:: Artikel ::
▽

In deze duisternis houdt het hart van de mens nochtans niet op het morgenrood, waarover de psalmist spreekt, te verwachten. Die verwachting leeft uitgesproken bij de jongeren, en daarom gaan mijn gedachten naar hen en naar de bijdrage die zij kunnen en moeten leveren aan de samenleving. Daarom zou ik deze boodschap voor de 45e Wereldvrededag willen wijden aan het thema van de opvoeding: Jongeren opvoeden tot rechtvaardigheid en vrede, in de overtuiging dat zij, met hun enthousiasme en gedreven door hun idealisme, nieuwe hoop in de wereld kunnen brengen.
Mijn boodschap richt zich ook tot de ouders, tot de gezinnen, tot iedereen aan wie opvoeding en vorming toevertrouwd zijn, alsook tot hen die verantwoordelijkheid dragen in de diverse domeinen van het religieuze, maatschappelijke, politieke, economische en culturele leven en in de media. Aandacht hebben voor de wereld van de jongeren, bekwaam zijn om naar hen te luisteren en hun inbreng te waarderen, is niet alleen een uitgelezen kans, maar een fundamentele opgave voor de hele samenleving in de uitbouw van een toekomst van rechtvaardigheid en vrede.
Het gaat erom jonge mensen de smaak voor de positieve waarde van het leven bij te brengen door in hen het verlangen te wekken om zich in te zetten in dienst van het Goede. Dat is een opgave die ons aller persoonlijke engagement vereist.
De zorgen die vele jongeren de laatste tijd in verschillende regio’s in de wereld hebben geuit, drukken de wens uit om met gerechtvaardigde hoop naar de toekomst te kunnen kijken. En er zijn vandaag heel wat aspecten waarover ze zich ernstig zorgen maken: ze verlangen naar een opleiding die hen grondiger voorbereidt op de confrontatie met de werkelijkheid; ze zien hoe moeilijk het is om een gezin te vormen en vast werk te vinden; ze vragen zich af of ze effectief een bijdrage zullen kunnen leveren aan de politiek, de cultuur en de economie, om zo mee te bouwen aan een samenleving met een menselijker en meer solidair gezicht.

△

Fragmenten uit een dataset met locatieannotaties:
▽

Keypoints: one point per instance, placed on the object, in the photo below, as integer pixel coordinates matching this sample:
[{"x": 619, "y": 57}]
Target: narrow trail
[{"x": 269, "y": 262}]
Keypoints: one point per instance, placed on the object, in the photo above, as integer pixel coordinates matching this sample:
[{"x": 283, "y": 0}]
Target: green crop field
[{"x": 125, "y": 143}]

△
▽

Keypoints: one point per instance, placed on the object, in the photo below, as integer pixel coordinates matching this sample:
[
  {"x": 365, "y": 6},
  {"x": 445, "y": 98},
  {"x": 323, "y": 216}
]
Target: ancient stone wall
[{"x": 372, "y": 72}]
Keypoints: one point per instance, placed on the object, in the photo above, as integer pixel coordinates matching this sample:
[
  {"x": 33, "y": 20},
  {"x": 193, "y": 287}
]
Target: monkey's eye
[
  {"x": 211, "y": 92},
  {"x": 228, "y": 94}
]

△

:: Schriftelijke opdrachten ::
- 1) Beantwoord deze vragen over het artikel:
(a) Naar welk morgenrood blijft het hart van de mens uitkijken?
(b) Welk thema krijgt de boodschap voor de 45e Wereldvrededag?
(c) Welke twee dingen zien jongeren als moeilijk?
- 2) Tel de regels in de records waarin het woord "Target" staat en noem alleen het aantal.

:: Uitgewerkte opdracht ::
- 1)
(a) Het morgenrood waarover de psalmist spreekt.
(b) Jongeren opvoeden tot rechtvaardigheid en vrede.
(c) Een gezin vormen en vast werk vinden.

- 2) 4